When you come to a picture, pass over it, and set down the entries below exactly.

========================

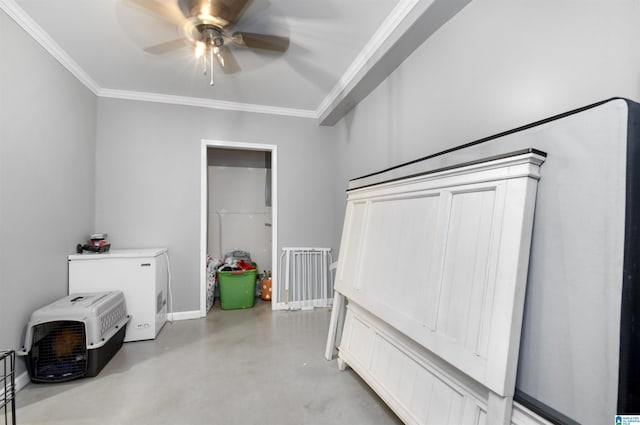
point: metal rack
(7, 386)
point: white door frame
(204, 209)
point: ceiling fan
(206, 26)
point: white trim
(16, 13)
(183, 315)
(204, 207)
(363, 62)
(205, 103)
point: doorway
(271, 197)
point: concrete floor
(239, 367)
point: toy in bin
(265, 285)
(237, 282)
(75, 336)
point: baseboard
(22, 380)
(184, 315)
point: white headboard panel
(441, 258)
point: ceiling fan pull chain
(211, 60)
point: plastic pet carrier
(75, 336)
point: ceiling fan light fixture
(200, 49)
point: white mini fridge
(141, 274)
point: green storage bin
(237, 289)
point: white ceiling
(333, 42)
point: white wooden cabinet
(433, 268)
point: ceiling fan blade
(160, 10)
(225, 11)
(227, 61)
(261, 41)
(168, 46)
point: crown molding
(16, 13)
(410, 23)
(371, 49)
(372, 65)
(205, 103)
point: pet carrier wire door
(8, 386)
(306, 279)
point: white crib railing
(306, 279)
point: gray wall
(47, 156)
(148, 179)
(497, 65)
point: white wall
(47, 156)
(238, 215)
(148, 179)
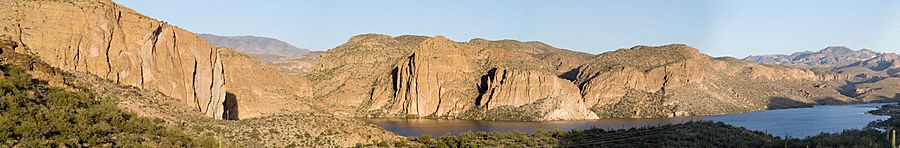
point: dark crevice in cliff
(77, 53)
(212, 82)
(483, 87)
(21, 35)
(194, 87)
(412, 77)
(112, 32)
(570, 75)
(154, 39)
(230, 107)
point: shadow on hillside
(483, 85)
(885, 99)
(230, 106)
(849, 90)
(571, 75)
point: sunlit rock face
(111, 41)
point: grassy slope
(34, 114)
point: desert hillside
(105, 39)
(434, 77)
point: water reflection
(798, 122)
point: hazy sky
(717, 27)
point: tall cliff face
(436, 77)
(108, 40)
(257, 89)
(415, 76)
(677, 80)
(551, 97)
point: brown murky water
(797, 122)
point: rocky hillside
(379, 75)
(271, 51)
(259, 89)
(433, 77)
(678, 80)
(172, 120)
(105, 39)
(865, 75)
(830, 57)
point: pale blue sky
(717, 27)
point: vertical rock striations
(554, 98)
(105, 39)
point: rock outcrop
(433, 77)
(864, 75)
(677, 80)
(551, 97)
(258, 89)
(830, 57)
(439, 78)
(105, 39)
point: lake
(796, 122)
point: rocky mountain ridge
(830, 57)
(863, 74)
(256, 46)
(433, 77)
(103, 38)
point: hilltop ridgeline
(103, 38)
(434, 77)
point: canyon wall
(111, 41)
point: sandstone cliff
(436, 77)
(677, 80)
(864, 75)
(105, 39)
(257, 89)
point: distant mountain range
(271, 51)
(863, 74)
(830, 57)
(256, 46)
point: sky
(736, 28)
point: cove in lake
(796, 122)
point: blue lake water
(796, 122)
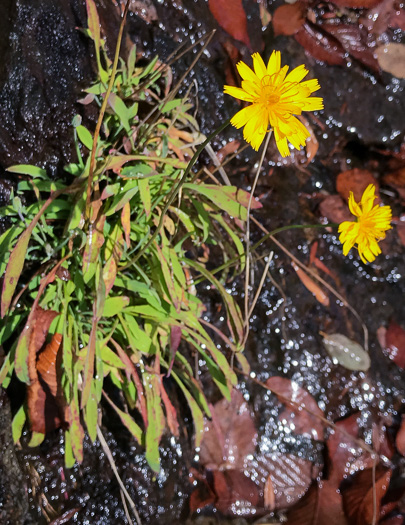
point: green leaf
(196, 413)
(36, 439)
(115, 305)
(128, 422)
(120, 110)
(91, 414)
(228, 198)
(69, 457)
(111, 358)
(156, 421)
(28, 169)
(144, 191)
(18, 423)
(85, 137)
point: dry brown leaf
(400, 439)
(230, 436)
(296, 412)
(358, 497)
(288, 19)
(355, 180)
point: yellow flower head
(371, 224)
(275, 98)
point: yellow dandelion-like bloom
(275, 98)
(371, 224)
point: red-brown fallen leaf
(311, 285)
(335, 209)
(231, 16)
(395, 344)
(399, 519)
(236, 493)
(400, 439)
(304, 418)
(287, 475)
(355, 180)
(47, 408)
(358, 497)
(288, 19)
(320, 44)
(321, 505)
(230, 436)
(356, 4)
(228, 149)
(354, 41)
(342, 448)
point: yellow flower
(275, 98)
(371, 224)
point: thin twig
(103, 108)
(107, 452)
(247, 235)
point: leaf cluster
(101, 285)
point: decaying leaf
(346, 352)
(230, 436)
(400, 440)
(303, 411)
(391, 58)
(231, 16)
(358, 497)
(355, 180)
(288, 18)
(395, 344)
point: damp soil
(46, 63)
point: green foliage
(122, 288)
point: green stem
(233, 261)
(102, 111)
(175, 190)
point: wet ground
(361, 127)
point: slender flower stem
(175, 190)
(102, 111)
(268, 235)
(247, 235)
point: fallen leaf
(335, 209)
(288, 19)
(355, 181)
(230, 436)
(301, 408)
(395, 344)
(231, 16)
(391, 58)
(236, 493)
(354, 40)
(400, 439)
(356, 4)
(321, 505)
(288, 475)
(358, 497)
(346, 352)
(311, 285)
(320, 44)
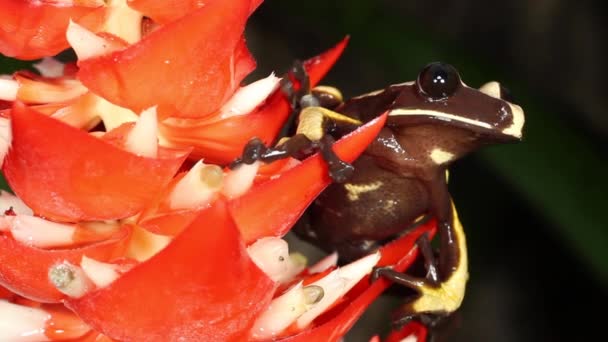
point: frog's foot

========================

Final answer:
point: metal rack
(7, 386)
point: white door frame
(204, 209)
point: ceiling fan
(206, 26)
point: white trim
(16, 13)
(183, 315)
(204, 207)
(363, 62)
(205, 103)
point: doorway
(271, 197)
point: concrete floor
(239, 367)
point: toy in bin
(265, 285)
(237, 282)
(75, 336)
point: baseboard
(22, 380)
(184, 315)
point: white headboard panel
(441, 258)
point: ceiling fan pull chain
(211, 60)
point: plastic pet carrier
(75, 336)
point: ceiling fan light fixture
(200, 49)
point: white mini fridge
(141, 274)
point: green storage bin
(237, 289)
point: white ceiling
(333, 42)
point: white wooden cabinet
(433, 268)
point: ceiling fan blade
(160, 10)
(225, 11)
(227, 61)
(261, 41)
(168, 46)
point: crown molding
(16, 13)
(410, 23)
(371, 49)
(372, 65)
(205, 103)
point: pet carrier wire door
(8, 386)
(306, 279)
point: white crib railing
(306, 279)
point: gray wall
(47, 156)
(148, 179)
(497, 65)
point: white wall
(47, 156)
(238, 215)
(148, 179)
point: dark crevice in cliff
(77, 53)
(212, 82)
(483, 87)
(21, 35)
(194, 87)
(412, 77)
(112, 32)
(570, 75)
(154, 39)
(230, 107)
point: shadow on hillside
(483, 85)
(885, 99)
(230, 106)
(849, 90)
(571, 75)
point: sunlit rock face
(111, 41)
point: grassy slope
(34, 114)
point: desert hillside
(105, 39)
(434, 77)
point: water reflection
(798, 122)
point: hazy sky
(717, 27)
point: tall cliff face
(436, 77)
(108, 40)
(257, 89)
(415, 76)
(677, 80)
(551, 97)
point: brown murky water
(797, 122)
point: rocky hillside
(379, 75)
(271, 51)
(259, 89)
(433, 77)
(678, 80)
(172, 120)
(105, 39)
(865, 75)
(830, 57)
point: pale blue sky
(717, 27)
point: vertical rock striations
(554, 98)
(105, 39)
point: rock outcrop
(433, 77)
(864, 75)
(677, 80)
(551, 97)
(258, 89)
(830, 57)
(439, 78)
(105, 39)
point: lake
(796, 122)
point: rocky mountain ridge
(830, 57)
(863, 74)
(256, 46)
(433, 77)
(103, 38)
point: hilltop ridgeline
(103, 38)
(434, 77)
point: canyon wall
(111, 41)
point: sandstone cliff
(436, 77)
(677, 80)
(864, 75)
(105, 39)
(257, 89)
point: distant mountain range
(271, 51)
(863, 74)
(830, 57)
(256, 46)
point: sky
(736, 28)
point: cove in lake
(796, 122)
point: blue lake water
(796, 122)
point: green leaf
(196, 413)
(36, 439)
(115, 305)
(128, 422)
(120, 110)
(91, 414)
(228, 198)
(69, 457)
(111, 358)
(156, 421)
(28, 169)
(144, 191)
(18, 423)
(85, 137)
point: dry brown leaf
(400, 439)
(230, 436)
(296, 412)
(358, 497)
(288, 19)
(355, 180)
point: yellow flower head
(371, 224)
(275, 98)
point: yellow dandelion-like bloom
(275, 98)
(371, 224)
point: red-brown fallen leaf
(311, 285)
(335, 209)
(231, 16)
(395, 344)
(399, 519)
(236, 493)
(400, 439)
(304, 418)
(287, 475)
(355, 180)
(47, 408)
(358, 497)
(288, 19)
(320, 44)
(321, 505)
(230, 436)
(356, 4)
(228, 149)
(354, 41)
(342, 448)
point: yellow flower
(275, 98)
(371, 224)
point: thin twig
(103, 108)
(107, 452)
(247, 235)
point: leaf cluster
(101, 285)
point: decaying leaf
(346, 352)
(230, 436)
(400, 440)
(303, 411)
(391, 58)
(231, 16)
(358, 497)
(355, 180)
(288, 18)
(395, 344)
point: damp soil
(46, 63)
point: green foliage
(122, 288)
point: green stem
(233, 261)
(102, 111)
(175, 190)
point: wet ground
(361, 127)
point: slender flower stem
(175, 190)
(102, 111)
(268, 235)
(247, 235)
point: fallen leaf
(335, 209)
(288, 19)
(355, 181)
(230, 436)
(301, 408)
(395, 344)
(231, 16)
(391, 58)
(236, 493)
(354, 40)
(400, 439)
(356, 4)
(321, 505)
(288, 475)
(358, 497)
(346, 352)
(311, 285)
(320, 44)
point: frog's foot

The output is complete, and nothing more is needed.